═══ RECORDS TO USE
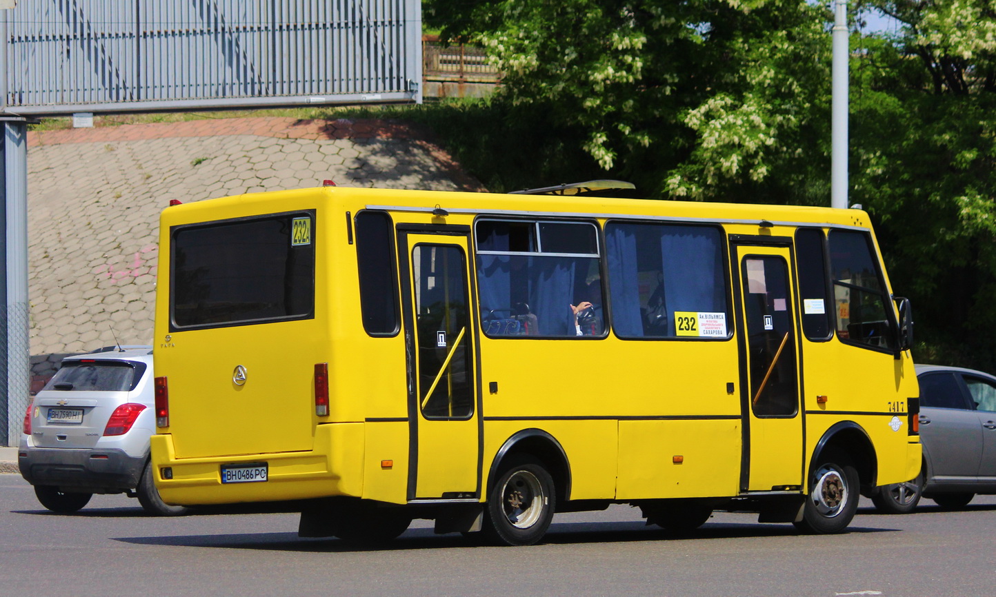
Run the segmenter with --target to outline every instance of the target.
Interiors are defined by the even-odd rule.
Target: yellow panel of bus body
[[[616,496],[618,451],[616,421],[485,421],[483,487],[506,440],[523,429],[544,431],[561,445],[571,468],[571,499],[606,499]],[[564,500],[559,496],[558,500]]]
[[[320,425],[315,429],[315,450],[225,459],[179,459],[172,436],[151,438],[155,486],[166,503],[199,505],[243,501],[279,501],[363,494],[364,425]],[[221,465],[266,463],[263,483],[221,483]],[[163,467],[173,478],[161,478]]]
[[[620,421],[618,499],[736,496],[740,421]]]
[[[367,499],[404,503],[408,487],[408,423],[367,423],[364,493]]]

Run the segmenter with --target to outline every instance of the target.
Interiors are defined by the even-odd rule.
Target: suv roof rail
[[[132,349],[139,350],[141,348],[148,348],[149,350],[151,350],[152,346],[149,344],[124,344],[124,346],[119,346],[116,344],[114,346],[102,346],[97,350],[91,350],[87,354],[97,354],[99,352],[115,352],[119,350],[121,352],[124,352],[125,350],[132,350]]]
[[[540,187],[538,189],[523,189],[521,191],[510,191],[511,195],[581,195],[604,191],[607,189],[635,189],[636,185],[624,180],[588,180],[586,182],[572,182],[568,184],[558,184],[552,187]]]

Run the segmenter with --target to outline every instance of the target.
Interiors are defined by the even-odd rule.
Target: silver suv
[[[63,359],[24,417],[21,475],[38,500],[75,512],[94,494],[127,494],[146,512],[176,515],[148,465],[155,431],[151,346],[108,346]]]

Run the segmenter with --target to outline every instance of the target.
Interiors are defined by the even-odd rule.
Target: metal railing
[[[32,0],[0,11],[18,114],[418,101],[419,0]]]

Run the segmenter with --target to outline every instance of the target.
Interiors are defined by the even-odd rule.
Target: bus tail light
[[[165,377],[155,378],[155,426],[169,427],[169,387]]]
[[[108,419],[108,424],[104,428],[105,436],[124,435],[131,430],[134,420],[138,418],[141,411],[145,410],[144,404],[128,402],[115,409]]]
[[[910,398],[906,401],[909,408],[909,435],[920,435],[920,399]]]
[[[315,363],[315,414],[329,416],[329,363]]]
[[[24,413],[24,435],[31,435],[31,408],[35,406],[33,402],[28,403],[28,410]]]

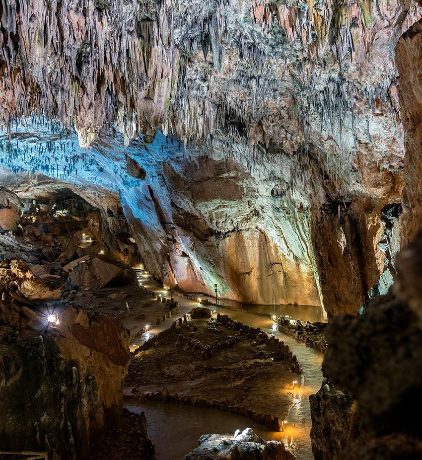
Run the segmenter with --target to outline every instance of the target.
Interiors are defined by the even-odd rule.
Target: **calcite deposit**
[[[407,230],[383,212],[411,180],[393,50],[416,2],[22,0],[1,14],[4,175],[117,199],[148,269],[182,290],[331,318],[391,284]]]
[[[326,331],[328,380],[311,401],[316,460],[421,458],[422,329],[415,293],[422,279],[412,268],[420,265],[421,240],[420,233],[398,256],[392,292],[363,315],[339,315]]]
[[[58,326],[46,329],[45,317],[13,309],[1,328],[1,449],[82,458],[122,413],[126,331],[111,318],[72,308],[61,311]],[[3,321],[8,315],[6,307]],[[25,331],[28,317],[39,335]]]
══════
Rewrite every line of the items above as a numbered list, skipping blank lines. Leave the pictures out of the answer.

1. Run the segmenter with --target to outline every instance of the target.
2. Interiors are defined by the even-odd rule.
3. Target: yellow panel of bus body
4. [[[616,496],[618,451],[616,421],[485,421],[483,487],[506,440],[523,429],[544,431],[561,445],[571,468],[571,499],[606,499]],[[564,500],[559,496],[558,500]]]
5. [[[320,425],[315,429],[315,450],[225,459],[179,459],[172,436],[151,438],[155,486],[166,503],[199,505],[243,501],[279,501],[363,494],[364,425]],[[221,465],[266,463],[263,483],[221,483]],[[163,467],[173,478],[161,478]]]
6. [[[620,421],[618,499],[736,496],[740,421]]]
7. [[[367,499],[404,503],[408,487],[408,423],[367,423],[364,493]]]
8. Run the segmenter with --target to outline every instance of the target.
9. Interiors are defined by the even-odd rule.
10. Target: suv roof rail
11. [[[132,349],[139,350],[141,348],[148,348],[149,350],[151,350],[152,346],[149,344],[124,344],[124,346],[119,346],[116,344],[114,346],[102,346],[97,350],[91,350],[87,354],[97,354],[99,352],[115,352],[119,350],[121,352],[124,352],[125,350],[132,350]]]
12. [[[540,187],[538,189],[523,189],[521,191],[510,191],[511,195],[581,195],[604,191],[607,189],[635,189],[636,185],[624,180],[588,180],[586,182],[572,182],[568,184],[558,184],[552,187]]]
13. Run the segmenter with --target to outline every instance of the target.
14. Interiors are defined by the even-odd rule.
15. Target: silver suv
16. [[[63,359],[24,417],[21,475],[38,500],[75,512],[94,494],[127,494],[146,512],[176,515],[148,465],[155,431],[151,346],[108,346]]]
17. Run the segmenter with --target to outline every instance of the target.
18. Interiors are defined by the even-odd rule.
19. Target: metal railing
20. [[[32,0],[0,11],[18,114],[418,101],[419,0]]]
21. Run the segmenter with --target to outline every instance of the target.
22. Interiors are defined by the even-odd rule.
23. Target: bus tail light
24. [[[165,377],[155,378],[155,426],[169,427],[169,387]]]
25. [[[108,419],[108,424],[104,428],[105,436],[124,435],[131,430],[134,420],[138,418],[141,411],[145,410],[144,404],[128,402],[115,409]]]
26. [[[910,398],[906,401],[909,408],[909,435],[920,435],[920,399]]]
27. [[[315,363],[315,414],[329,416],[329,363]]]
28. [[[24,413],[24,435],[31,435],[31,408],[35,406],[33,402],[28,403],[28,410]]]
29. Run the segmenter with --target to outline every instance of the target.
30. Interiors are defined by the even-odd rule.
31. Target: **calcite deposit**
32. [[[407,230],[383,212],[411,180],[393,50],[416,2],[22,0],[1,14],[4,175],[117,199],[148,269],[182,290],[331,318],[391,284]]]
33. [[[326,331],[328,380],[311,401],[316,460],[421,458],[422,329],[415,293],[422,279],[412,268],[420,265],[421,240],[420,233],[398,256],[392,292],[363,315],[339,315]]]
34. [[[58,326],[46,329],[45,317],[13,309],[1,328],[1,449],[82,458],[122,413],[126,331],[111,318],[72,308],[61,311]],[[3,321],[8,315],[6,307]],[[25,331],[28,317],[39,335]]]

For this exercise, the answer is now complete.